### RECORDS FOR THE EXERCISE
-*-*-

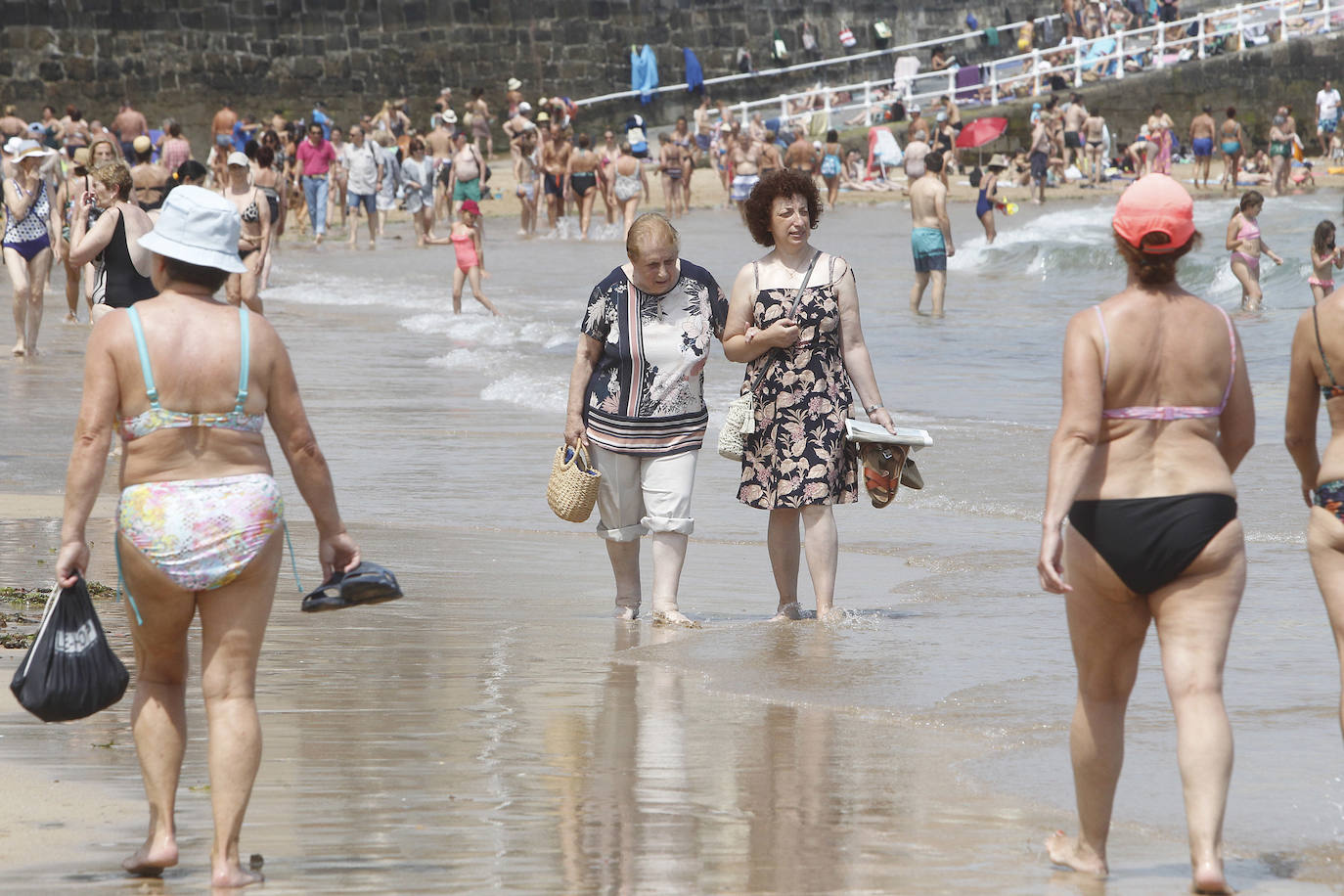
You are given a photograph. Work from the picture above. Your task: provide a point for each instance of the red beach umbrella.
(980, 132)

-*-*-

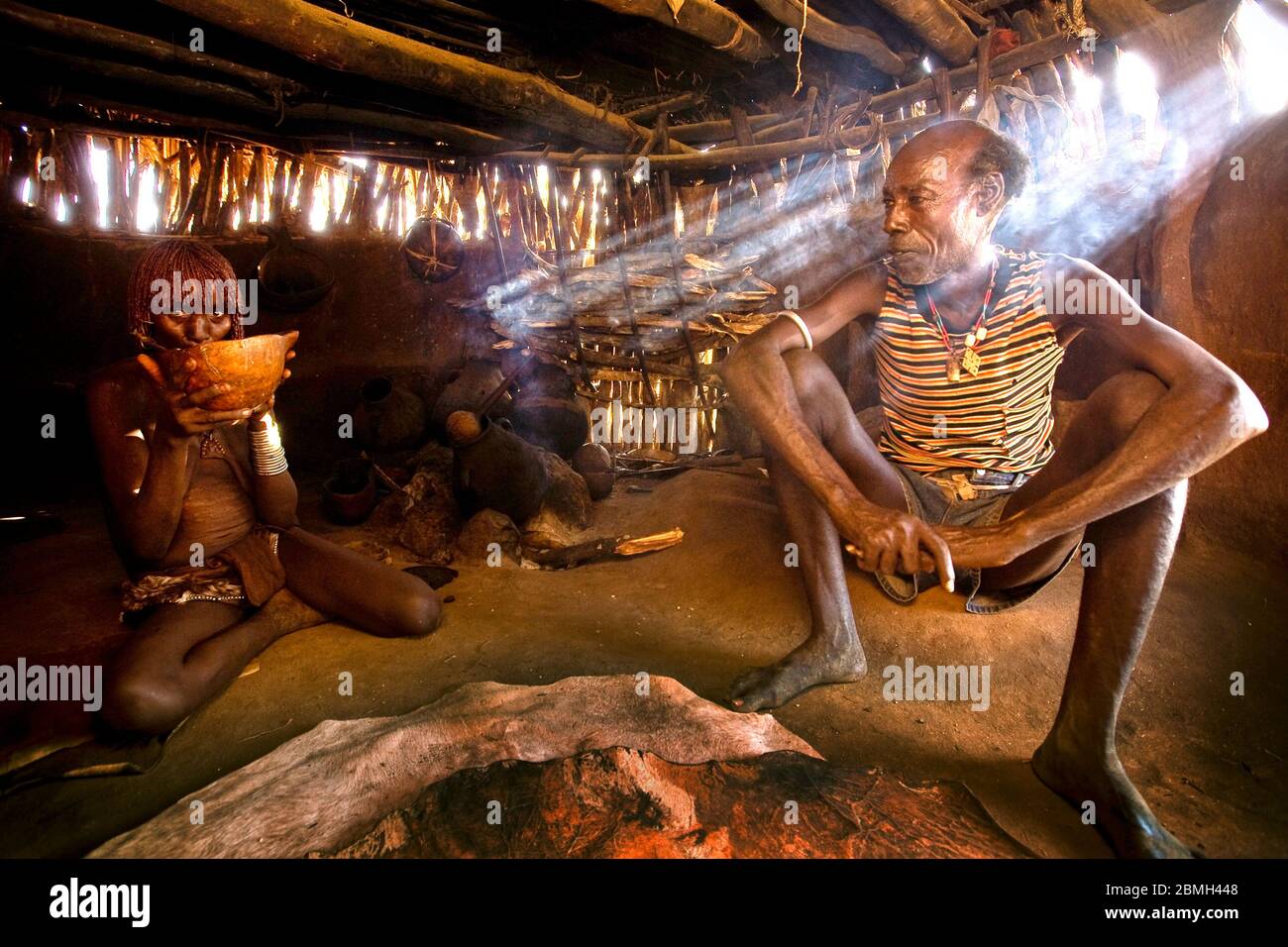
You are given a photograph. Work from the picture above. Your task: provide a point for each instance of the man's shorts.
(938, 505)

-*-*-

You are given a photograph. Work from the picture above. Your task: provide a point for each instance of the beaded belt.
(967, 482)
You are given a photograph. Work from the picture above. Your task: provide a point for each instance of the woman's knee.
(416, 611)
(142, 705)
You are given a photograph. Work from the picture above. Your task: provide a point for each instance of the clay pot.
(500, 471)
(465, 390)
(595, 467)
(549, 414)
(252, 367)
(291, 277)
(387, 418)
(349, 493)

-*-*-

### PROMPT
Pull out every line in the records that contains the word "photograph", and copy each one unchanged.

### COMPLETE RESPONSE
You are given a photograph. Work from the picture above. Your task: provide a point for each instance of the red beach umbrella.
You are given a photograph. Work from the picture above. Your task: provide a point for each instance of the man's shorts.
You are given a photograph. Work from the picture above. Your task: provide a point for each instance of the beaded belt.
You are given a photograph. Work from the picture above. Your task: provide a point for each instance of the woman's knee.
You are given a photograph. Work from the picture above. Your task: provide a point for each instance of the clay pot.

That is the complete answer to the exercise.